SOURCE MATERIAL: Begin

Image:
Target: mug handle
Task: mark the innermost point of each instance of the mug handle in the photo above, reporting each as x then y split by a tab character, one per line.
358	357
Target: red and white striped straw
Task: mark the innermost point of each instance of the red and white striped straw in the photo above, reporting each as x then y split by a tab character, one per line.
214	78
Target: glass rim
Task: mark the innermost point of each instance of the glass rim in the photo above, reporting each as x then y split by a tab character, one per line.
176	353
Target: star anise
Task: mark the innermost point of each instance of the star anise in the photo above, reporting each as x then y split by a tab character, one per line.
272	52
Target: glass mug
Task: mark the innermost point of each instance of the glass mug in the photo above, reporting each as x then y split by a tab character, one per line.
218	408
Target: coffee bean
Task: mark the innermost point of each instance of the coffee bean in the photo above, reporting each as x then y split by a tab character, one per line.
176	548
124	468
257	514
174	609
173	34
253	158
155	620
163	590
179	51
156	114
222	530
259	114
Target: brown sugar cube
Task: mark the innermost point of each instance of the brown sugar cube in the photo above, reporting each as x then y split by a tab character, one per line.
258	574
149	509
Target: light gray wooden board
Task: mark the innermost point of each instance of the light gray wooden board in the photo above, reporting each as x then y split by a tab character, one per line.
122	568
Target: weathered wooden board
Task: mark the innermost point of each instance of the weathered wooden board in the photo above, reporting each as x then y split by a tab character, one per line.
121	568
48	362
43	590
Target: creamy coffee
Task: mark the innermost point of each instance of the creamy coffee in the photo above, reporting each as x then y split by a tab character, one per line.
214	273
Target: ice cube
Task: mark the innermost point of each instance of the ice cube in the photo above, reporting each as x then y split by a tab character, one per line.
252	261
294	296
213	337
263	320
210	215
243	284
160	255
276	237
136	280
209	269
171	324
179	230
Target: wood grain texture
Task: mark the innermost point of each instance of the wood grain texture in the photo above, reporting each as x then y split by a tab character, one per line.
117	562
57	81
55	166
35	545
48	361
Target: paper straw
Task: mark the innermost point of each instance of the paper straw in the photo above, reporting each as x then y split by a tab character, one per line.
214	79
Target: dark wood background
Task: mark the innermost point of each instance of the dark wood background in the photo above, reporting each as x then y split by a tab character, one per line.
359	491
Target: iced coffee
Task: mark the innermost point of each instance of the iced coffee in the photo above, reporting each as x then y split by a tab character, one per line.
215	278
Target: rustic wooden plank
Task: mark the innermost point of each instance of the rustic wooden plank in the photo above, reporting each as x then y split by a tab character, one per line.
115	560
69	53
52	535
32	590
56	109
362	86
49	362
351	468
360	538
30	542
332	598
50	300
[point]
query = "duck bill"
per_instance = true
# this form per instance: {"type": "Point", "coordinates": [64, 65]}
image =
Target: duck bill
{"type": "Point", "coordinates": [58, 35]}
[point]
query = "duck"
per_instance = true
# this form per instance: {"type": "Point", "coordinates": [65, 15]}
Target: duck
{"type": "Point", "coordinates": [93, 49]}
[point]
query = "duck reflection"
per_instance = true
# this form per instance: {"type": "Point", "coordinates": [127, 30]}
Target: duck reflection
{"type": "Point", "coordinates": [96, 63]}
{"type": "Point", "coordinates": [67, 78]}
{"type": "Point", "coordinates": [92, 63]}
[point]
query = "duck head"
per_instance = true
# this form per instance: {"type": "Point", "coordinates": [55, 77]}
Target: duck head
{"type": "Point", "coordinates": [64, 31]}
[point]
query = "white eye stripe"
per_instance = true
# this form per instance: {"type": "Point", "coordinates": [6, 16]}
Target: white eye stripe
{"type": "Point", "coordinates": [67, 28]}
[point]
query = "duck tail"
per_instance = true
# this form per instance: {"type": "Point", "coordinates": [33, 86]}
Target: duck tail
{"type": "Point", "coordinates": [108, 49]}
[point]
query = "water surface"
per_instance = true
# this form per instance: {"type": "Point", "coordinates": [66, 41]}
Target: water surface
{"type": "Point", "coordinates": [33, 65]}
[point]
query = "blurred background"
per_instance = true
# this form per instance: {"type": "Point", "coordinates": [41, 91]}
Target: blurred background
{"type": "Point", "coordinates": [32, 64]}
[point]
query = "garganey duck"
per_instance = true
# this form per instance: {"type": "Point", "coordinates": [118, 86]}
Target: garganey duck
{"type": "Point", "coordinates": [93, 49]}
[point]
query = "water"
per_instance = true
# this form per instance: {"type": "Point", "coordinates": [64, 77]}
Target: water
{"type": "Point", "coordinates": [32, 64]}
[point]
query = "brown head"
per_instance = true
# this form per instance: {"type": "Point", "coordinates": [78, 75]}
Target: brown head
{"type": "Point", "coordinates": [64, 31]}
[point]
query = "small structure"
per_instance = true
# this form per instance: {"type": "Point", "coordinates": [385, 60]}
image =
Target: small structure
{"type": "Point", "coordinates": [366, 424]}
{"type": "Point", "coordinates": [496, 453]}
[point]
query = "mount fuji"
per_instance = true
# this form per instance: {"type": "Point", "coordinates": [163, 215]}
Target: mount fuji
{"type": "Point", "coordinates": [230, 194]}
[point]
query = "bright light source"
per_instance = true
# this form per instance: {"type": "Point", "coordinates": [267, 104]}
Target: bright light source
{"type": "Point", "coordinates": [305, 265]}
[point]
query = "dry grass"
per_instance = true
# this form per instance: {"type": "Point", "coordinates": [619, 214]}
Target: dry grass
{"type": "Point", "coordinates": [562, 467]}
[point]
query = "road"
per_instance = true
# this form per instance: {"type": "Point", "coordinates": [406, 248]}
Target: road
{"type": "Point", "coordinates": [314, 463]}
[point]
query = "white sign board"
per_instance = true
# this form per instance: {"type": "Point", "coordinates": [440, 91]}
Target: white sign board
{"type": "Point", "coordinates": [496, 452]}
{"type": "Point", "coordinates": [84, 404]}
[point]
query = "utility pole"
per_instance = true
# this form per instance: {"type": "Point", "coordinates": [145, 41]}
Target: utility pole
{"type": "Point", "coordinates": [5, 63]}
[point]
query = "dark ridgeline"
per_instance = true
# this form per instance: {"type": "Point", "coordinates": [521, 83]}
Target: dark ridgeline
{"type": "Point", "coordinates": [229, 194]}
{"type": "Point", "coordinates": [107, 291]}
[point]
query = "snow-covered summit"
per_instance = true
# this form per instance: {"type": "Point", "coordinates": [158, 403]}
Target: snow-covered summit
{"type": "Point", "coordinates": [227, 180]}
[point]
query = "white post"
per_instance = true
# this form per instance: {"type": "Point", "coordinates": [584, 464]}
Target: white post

SOURCE MATERIAL: End

Word for word, restate the entries from the first line to the line that has "Target: glass rim", both included, and nothing else.

* **ANSWER AREA**:
Image:
Target: mug handle
Task: mark the innermost point of each instance of the mug handle in the photo above, reporting each as x then y split by a tab character, one per line.
358	357
Target: red and white striped straw
Task: mark the innermost point of each instance of the red and white striped straw in the photo above, reporting each as x then y split by a tab character, one per line.
214	78
Target: glass rim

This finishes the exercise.